--- start of DATA RECORDS ---

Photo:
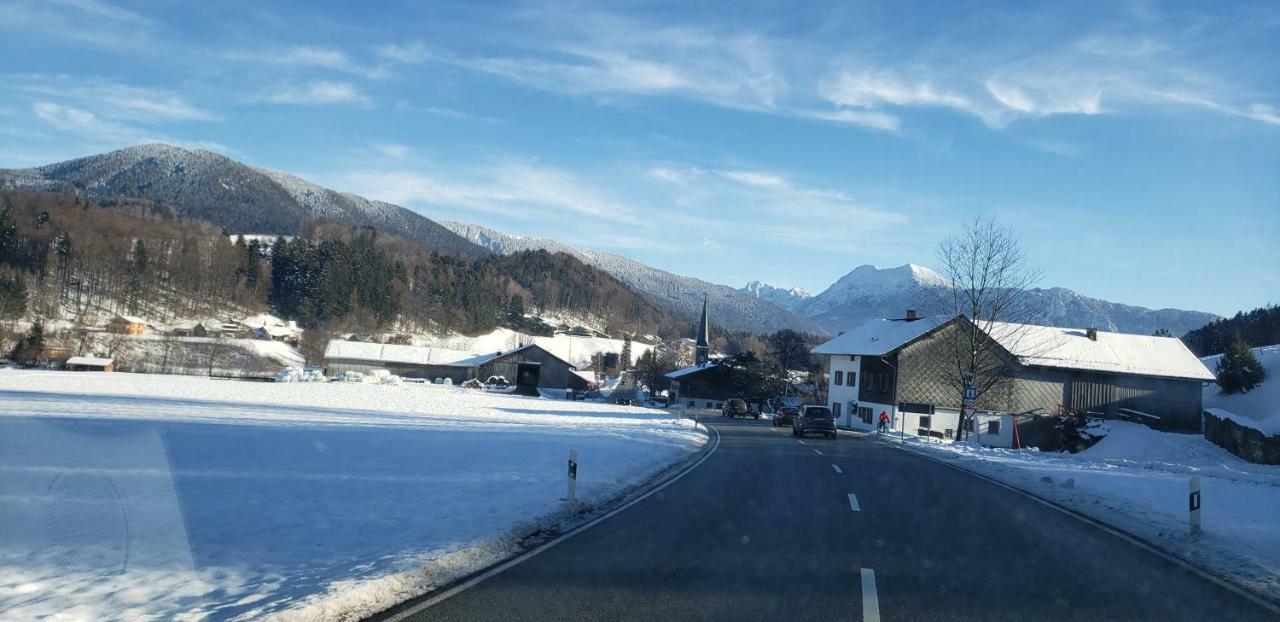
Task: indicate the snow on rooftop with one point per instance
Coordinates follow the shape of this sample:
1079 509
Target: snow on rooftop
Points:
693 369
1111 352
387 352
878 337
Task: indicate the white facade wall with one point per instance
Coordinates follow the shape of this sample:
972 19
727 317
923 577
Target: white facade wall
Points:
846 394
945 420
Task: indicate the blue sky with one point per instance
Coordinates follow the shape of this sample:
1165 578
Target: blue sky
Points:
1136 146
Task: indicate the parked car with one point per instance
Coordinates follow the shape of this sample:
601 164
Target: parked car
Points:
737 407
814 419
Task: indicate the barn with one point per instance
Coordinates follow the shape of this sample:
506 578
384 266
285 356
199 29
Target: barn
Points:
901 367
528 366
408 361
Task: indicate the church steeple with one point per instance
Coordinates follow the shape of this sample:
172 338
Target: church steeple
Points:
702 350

--- end of DATA RECORDS ---
--- start of DATA RECORDS ---

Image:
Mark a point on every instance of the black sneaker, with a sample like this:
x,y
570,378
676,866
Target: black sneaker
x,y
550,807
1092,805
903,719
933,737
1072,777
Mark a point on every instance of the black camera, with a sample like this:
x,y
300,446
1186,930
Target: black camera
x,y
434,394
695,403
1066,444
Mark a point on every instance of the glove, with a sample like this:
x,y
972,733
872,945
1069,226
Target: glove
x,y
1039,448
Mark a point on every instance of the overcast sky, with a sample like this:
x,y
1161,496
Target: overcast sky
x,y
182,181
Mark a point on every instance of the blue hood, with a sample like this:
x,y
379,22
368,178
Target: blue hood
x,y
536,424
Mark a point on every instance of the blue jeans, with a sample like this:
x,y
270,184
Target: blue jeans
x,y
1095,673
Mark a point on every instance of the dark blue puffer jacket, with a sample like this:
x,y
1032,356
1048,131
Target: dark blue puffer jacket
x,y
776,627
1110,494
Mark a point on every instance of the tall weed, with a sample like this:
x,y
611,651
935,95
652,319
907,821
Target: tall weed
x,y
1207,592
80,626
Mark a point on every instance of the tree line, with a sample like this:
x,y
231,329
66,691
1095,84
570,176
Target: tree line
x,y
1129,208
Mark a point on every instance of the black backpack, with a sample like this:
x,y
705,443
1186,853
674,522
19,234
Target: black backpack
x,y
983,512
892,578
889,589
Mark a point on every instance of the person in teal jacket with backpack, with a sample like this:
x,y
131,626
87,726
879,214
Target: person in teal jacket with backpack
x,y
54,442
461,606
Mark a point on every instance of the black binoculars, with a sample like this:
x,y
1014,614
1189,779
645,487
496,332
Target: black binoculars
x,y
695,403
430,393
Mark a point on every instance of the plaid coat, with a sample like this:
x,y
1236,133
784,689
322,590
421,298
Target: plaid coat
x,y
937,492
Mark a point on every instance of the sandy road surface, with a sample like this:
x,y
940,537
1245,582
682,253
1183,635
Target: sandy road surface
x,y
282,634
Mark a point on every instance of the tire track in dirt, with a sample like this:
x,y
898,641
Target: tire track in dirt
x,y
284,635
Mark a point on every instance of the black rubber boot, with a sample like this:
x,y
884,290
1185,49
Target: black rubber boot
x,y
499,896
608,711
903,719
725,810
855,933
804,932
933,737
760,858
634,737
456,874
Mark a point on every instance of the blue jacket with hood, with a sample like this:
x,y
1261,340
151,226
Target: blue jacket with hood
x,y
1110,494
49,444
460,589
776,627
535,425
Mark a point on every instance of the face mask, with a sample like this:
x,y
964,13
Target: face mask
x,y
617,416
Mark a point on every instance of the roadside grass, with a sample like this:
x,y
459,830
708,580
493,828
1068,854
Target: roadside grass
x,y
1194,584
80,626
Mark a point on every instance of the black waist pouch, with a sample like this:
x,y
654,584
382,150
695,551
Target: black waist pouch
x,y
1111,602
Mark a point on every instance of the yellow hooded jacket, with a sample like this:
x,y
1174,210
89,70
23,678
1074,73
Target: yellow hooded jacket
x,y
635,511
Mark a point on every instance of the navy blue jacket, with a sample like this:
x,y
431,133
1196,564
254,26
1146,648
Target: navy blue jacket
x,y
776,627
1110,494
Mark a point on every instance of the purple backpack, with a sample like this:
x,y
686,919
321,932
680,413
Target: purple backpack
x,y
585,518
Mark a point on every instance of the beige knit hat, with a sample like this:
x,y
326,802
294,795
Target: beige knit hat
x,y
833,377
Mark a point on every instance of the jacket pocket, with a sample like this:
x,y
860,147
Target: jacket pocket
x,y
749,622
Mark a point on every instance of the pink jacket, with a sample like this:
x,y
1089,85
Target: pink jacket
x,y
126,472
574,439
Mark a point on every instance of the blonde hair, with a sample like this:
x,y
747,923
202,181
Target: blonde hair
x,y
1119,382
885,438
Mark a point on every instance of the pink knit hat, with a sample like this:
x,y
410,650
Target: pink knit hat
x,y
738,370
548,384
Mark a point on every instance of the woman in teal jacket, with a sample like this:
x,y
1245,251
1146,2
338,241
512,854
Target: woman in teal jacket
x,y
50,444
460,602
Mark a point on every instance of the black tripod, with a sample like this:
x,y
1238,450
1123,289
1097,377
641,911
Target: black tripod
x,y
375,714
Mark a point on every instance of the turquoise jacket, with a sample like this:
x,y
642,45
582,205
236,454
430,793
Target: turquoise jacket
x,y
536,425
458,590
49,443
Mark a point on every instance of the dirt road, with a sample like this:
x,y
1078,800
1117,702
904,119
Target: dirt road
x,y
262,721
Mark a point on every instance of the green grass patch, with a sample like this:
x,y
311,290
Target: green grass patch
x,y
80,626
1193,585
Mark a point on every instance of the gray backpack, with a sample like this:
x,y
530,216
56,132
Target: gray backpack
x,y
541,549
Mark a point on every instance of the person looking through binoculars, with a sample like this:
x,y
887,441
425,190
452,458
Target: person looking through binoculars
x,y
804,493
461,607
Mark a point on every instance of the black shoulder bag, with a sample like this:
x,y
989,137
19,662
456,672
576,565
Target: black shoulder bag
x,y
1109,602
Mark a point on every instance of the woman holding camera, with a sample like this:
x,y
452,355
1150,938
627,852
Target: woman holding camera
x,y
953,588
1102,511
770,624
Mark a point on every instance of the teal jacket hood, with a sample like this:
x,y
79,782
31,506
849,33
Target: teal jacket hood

--- end of DATA RECORDS ---
--- start of DATA RECORDS ---

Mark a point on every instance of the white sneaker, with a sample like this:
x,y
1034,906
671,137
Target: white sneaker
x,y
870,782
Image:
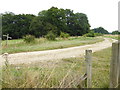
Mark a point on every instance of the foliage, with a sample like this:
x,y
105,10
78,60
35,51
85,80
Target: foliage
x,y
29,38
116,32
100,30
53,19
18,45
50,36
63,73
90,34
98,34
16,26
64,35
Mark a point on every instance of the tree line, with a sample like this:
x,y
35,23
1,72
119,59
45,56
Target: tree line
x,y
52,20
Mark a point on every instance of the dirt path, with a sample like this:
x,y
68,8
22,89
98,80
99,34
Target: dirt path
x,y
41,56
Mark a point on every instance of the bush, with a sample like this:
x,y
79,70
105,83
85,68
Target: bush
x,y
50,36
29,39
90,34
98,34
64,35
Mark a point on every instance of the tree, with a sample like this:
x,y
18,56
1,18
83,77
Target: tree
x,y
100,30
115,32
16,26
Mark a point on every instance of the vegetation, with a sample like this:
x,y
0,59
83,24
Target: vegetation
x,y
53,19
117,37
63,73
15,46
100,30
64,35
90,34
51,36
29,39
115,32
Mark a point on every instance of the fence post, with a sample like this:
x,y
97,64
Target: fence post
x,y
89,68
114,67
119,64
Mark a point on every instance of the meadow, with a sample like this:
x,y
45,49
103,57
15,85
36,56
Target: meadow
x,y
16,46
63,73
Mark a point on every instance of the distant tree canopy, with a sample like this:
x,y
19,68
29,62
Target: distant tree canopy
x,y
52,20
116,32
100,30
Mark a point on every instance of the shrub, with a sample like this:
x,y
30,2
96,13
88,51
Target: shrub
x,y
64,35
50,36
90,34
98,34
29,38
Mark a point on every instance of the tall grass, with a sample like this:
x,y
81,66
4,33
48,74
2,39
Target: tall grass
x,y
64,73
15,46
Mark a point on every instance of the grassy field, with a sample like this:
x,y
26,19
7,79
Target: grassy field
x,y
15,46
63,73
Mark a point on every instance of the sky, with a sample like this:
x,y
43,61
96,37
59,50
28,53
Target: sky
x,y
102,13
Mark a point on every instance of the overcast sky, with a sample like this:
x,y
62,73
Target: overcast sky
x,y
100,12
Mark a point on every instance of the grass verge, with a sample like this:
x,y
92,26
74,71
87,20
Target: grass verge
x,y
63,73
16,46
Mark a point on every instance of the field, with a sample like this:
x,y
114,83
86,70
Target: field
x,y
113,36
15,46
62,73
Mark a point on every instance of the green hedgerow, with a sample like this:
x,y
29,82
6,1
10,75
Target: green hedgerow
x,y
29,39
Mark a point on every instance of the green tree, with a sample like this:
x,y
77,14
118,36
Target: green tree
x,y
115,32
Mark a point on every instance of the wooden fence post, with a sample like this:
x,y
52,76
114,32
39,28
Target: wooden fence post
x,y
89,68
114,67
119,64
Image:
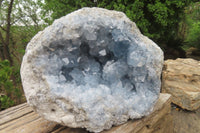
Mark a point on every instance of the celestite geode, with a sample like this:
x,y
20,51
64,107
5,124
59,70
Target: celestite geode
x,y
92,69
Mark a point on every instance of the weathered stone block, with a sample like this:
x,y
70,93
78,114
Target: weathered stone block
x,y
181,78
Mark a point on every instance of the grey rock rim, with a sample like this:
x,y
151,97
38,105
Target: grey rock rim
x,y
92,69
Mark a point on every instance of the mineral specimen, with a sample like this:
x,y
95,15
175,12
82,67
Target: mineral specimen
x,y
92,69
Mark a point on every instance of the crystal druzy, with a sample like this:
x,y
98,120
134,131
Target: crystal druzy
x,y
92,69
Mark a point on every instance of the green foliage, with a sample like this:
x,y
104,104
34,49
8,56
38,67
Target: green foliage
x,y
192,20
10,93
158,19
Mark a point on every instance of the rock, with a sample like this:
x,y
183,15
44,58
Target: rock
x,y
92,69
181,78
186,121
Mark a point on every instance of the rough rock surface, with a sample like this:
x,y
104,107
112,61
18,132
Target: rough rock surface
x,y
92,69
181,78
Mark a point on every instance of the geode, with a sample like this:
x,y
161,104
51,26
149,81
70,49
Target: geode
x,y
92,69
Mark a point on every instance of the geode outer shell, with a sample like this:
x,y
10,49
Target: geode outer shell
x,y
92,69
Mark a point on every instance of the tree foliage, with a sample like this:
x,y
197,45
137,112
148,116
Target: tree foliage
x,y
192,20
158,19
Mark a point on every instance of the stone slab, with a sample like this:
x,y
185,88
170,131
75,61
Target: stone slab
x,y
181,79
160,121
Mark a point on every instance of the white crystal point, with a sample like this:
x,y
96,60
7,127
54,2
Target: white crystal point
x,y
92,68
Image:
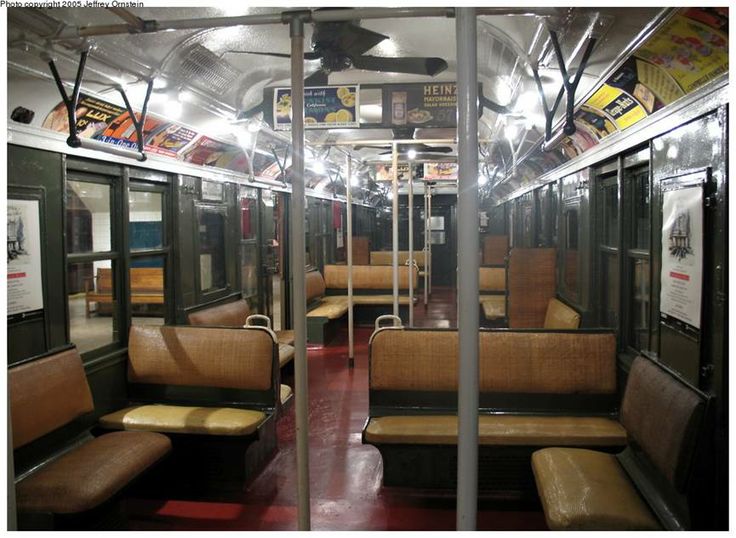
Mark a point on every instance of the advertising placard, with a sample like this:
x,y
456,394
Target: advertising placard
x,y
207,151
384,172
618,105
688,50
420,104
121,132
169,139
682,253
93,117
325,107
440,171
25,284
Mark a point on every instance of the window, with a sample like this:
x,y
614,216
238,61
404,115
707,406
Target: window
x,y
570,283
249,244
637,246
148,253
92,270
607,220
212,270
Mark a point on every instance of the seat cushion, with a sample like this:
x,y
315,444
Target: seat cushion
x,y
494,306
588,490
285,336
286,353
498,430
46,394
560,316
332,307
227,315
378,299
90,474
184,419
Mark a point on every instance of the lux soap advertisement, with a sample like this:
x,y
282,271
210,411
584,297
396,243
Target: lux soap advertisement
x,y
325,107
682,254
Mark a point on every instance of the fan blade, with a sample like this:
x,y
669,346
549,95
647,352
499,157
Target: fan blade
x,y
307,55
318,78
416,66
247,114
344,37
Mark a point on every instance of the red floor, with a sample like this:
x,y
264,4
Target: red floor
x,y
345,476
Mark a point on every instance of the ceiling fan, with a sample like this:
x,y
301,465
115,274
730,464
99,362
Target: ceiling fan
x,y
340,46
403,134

--- end of DATA RECORDS ---

OBJECTIVE:
Return every line in the items above that contains the word "roadside".

CORRECT RESULT:
Mark a point on every instance of the roadside grass, with a sample like this:
Target: roadside grass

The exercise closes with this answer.